* _DOCUMENT SEGMENT_:
● ● ●

A few days ago I read the Rev. King’s Letter from Birmingham Jail for the first time. I was astonished by how the things King said during the tumultuous. and blatantly racist 60s, can still be applied today. Ironically, I think today the way most people feel about King versus how people may have felt about him when he was alive has shifted dramatically. We all now hail him as the great man and peacemaker he was. And so, with America again seemingly just as divided as it was in the 60s, here are five things that we should all take away from King’s letter that I hope will bring us closer.
1. Whatever affects one directly, affects all indirectly:
"Moreover, I am cognizant of the interrelatedness of all communities and states. I cannot sit idly by in Atlanta and not be concerned about what happens in Birmingham. Injustice anywhere is a threat to justice everywhere. We are caught in an inescapable network of mutuality, tied in a single garment of destiny. Whatever affects one directly affects all indirectly. Never again can we afford to live with the narrow, provincial "outside agitator" idea. Anyone who lives inside the United States can never be considered an outsider."
The riots, the shootings, the bombings, all of it, affects us all. Do not believe for a second that what happens in one part of the country — heck, the world— does not affect you. Don’t think that just because you can’t see something, or it does not or has not happened to you, that it does not happen or a person experiencing it has no merit in their words. Whether you see it or not, believe it or not, if it happens it affects you.
2. You cannot criticize the protest without first understanding the cause of it.
"You deplore the demonstrations that are presently taking place in Birmingham. But I am sorry that your statement did not express a similar concern for the conditions that brought the demonstrations into being. I am sure that each of you would want to go beyond the superficial social analyst who looks merely at effects and does not grapple with underlying causes. I would not hesitate to say that it is unfortunate that so-called demonstrations are taking place in Birmingham at this time, but I would say in more emphatic terms that it is even more unfortunate that the white power structure of this city left the Negro community with no other alternative."

● ● ●

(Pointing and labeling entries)

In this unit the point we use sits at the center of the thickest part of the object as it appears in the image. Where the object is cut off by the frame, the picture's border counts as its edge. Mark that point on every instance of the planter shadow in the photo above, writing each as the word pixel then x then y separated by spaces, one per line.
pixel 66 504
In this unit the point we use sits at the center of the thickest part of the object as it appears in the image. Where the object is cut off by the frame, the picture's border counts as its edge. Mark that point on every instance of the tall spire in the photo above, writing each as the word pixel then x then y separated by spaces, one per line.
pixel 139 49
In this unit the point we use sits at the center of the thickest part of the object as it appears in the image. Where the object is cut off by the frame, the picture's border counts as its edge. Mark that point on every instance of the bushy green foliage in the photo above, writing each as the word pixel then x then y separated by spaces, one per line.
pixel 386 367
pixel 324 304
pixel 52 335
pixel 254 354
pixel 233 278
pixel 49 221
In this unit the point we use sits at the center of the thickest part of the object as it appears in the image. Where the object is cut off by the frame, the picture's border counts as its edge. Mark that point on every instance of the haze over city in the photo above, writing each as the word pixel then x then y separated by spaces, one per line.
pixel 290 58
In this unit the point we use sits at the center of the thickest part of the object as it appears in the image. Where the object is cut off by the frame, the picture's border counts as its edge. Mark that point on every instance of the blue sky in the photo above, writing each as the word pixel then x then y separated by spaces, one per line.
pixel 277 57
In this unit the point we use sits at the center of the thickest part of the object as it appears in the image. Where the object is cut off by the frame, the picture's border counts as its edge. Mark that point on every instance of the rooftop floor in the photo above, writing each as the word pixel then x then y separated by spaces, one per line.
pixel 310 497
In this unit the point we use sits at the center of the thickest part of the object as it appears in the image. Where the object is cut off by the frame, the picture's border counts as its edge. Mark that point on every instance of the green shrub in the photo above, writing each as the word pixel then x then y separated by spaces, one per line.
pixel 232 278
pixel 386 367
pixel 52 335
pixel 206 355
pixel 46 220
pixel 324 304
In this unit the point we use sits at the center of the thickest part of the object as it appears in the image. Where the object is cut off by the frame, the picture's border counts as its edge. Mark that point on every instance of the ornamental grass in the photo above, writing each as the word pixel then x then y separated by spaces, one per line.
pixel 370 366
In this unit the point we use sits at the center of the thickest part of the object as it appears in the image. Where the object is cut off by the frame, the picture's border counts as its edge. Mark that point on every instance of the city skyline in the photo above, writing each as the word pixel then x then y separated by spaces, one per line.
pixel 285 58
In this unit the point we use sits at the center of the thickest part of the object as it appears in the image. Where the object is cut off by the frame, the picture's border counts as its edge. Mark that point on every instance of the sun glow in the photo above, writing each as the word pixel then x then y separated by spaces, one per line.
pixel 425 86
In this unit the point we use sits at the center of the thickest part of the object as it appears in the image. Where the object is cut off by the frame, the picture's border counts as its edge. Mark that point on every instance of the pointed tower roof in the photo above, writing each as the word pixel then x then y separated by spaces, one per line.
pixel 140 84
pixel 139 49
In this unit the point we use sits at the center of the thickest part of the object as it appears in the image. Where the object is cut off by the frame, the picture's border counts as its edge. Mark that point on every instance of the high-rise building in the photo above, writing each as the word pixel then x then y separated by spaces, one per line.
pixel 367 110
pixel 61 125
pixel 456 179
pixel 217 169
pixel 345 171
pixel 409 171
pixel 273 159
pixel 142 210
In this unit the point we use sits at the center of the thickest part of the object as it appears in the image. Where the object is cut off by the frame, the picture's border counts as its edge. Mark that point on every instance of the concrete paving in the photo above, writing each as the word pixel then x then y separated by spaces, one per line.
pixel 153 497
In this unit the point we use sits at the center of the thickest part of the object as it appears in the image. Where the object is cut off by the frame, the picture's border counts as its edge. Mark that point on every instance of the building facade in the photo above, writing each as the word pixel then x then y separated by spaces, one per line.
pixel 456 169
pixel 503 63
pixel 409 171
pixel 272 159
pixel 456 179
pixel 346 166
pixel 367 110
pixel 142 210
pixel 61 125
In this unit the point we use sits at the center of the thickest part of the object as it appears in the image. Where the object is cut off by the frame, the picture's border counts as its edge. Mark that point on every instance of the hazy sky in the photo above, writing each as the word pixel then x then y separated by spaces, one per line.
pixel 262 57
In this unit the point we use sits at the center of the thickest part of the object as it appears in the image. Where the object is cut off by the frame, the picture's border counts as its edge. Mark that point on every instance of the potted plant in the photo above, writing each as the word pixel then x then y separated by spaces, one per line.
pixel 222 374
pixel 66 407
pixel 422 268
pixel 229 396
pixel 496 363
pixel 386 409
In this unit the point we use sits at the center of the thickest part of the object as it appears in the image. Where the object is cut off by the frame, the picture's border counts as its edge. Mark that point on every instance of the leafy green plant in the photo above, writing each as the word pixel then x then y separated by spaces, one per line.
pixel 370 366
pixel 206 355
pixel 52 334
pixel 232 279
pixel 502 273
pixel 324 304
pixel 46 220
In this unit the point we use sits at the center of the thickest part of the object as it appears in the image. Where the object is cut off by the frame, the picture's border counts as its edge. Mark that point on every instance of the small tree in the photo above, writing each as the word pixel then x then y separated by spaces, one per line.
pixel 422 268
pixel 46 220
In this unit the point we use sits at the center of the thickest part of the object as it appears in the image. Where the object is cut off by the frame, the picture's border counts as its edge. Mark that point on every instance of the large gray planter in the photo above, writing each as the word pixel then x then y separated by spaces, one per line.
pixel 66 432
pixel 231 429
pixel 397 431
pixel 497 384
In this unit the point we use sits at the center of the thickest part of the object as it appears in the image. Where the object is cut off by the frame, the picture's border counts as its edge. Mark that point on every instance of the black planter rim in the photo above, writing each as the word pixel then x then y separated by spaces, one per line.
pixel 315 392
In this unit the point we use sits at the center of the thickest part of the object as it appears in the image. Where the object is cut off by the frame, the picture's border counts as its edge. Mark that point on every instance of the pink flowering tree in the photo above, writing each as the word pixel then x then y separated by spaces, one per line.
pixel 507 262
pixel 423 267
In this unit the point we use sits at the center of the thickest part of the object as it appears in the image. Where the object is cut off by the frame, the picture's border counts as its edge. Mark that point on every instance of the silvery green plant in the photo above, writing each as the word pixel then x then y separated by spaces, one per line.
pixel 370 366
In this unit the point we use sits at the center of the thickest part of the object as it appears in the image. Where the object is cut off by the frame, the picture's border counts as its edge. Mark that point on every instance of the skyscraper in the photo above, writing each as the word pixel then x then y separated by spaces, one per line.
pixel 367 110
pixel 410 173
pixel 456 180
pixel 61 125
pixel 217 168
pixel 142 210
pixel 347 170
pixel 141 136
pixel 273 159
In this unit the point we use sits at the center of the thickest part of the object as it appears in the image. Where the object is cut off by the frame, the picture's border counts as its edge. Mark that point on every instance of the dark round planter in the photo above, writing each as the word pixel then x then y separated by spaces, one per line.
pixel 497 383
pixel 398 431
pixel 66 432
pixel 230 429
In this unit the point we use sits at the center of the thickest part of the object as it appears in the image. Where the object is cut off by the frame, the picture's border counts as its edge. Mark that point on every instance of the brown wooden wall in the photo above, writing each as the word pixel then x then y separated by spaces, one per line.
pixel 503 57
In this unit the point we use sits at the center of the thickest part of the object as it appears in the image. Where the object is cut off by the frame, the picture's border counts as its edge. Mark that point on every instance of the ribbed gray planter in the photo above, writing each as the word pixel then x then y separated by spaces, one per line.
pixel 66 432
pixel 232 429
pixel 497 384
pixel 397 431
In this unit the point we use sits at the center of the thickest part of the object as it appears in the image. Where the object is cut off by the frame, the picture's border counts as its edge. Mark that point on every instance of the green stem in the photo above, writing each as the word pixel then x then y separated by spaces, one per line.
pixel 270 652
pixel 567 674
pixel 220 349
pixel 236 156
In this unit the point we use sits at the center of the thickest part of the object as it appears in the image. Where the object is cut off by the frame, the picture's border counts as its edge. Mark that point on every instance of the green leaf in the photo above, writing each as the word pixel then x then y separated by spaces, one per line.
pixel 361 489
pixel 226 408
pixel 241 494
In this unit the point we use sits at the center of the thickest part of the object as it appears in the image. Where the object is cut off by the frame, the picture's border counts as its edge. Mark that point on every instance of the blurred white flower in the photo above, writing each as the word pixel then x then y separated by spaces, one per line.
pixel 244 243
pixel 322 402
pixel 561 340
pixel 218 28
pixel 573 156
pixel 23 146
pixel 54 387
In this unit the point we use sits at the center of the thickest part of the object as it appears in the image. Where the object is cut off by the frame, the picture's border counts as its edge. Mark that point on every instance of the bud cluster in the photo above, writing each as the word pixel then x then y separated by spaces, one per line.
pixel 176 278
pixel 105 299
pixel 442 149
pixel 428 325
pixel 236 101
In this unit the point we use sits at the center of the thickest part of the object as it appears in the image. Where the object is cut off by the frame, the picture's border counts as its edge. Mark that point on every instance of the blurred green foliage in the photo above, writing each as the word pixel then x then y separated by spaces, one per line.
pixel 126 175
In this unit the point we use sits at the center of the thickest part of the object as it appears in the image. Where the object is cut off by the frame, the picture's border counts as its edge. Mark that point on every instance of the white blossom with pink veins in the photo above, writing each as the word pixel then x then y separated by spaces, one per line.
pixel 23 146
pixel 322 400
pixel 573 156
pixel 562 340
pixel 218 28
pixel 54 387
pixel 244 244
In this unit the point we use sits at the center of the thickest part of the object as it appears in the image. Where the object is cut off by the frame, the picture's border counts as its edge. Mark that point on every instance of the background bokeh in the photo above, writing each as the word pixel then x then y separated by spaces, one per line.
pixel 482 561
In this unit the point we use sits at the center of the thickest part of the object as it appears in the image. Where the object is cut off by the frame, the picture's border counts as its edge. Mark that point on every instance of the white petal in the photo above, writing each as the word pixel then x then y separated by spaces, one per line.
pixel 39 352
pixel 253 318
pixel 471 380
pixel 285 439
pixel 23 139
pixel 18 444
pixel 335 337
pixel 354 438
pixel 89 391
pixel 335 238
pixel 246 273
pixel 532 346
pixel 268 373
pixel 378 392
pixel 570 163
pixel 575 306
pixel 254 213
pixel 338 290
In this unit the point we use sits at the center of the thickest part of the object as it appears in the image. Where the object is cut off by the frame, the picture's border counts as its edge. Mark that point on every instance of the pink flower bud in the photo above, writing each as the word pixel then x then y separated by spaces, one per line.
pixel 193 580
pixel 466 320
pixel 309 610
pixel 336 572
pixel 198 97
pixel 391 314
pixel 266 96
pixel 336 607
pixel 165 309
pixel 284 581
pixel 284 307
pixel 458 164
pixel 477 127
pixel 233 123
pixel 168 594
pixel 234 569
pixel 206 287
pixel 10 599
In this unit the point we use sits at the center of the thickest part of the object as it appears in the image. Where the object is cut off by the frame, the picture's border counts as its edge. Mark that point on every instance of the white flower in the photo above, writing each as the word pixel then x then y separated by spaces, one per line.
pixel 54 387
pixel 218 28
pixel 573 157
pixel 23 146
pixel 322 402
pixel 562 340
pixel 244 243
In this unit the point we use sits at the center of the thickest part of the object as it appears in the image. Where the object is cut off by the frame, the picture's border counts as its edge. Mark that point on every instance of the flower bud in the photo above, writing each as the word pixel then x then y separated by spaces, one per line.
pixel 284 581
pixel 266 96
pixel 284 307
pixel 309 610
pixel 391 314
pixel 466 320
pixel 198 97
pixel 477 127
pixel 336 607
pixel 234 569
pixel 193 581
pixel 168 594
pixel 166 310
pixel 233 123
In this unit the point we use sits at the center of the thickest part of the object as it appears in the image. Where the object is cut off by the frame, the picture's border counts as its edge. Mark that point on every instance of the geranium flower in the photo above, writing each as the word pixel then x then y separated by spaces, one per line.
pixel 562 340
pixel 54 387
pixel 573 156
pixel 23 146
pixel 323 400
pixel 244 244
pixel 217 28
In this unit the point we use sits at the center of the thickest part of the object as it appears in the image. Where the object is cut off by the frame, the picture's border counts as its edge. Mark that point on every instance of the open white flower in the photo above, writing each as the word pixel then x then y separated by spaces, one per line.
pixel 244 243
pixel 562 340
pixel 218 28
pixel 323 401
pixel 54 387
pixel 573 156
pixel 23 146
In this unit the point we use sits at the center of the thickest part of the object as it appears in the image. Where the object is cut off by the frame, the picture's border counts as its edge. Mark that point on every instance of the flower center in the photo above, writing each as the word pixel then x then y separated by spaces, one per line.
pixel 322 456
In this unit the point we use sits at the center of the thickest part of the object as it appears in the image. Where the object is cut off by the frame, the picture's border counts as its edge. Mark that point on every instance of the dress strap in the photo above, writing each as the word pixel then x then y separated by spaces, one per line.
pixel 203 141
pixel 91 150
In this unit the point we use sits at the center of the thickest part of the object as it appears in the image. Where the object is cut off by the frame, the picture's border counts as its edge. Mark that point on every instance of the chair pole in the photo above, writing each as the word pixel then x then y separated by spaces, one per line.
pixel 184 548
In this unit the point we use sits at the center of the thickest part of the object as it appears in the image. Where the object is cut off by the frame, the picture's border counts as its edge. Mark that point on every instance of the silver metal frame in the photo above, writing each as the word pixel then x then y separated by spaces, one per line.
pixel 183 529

● ● ●

* _WRITTEN INSTRUCTION A_:
Answer these about the essay on King's Letter from Birmingham Jail:
(i) How many takeaways from the letter does the author list?
(ii) In the passage quoted under point 1, in which city does King say he cannot sit idly by?
(iii) In the passage quoted under point 2, who left the Negro community with no other alternative?
* _WRITTEN INSTRUCTION B_: Update the rows from the first one through the line containing "pixel 66 504", replacing "thickest" with "widest" and leaving all else as is.

* _EXERCISE SOLUTION A_:
(i) Five.
(ii) Atlanta.
(iii) The white power structure of this city.

* _EXERCISE SOLUTION B_:
In this unit the point we use sits at the center of the widest part of the object as it appears in the image. Where the object is cut off by the frame, the picture's border counts as its edge. Mark that point on every instance of the planter shadow in the photo above, writing each as the word pixel then x then y separated by spaces, one per line.
pixel 66 504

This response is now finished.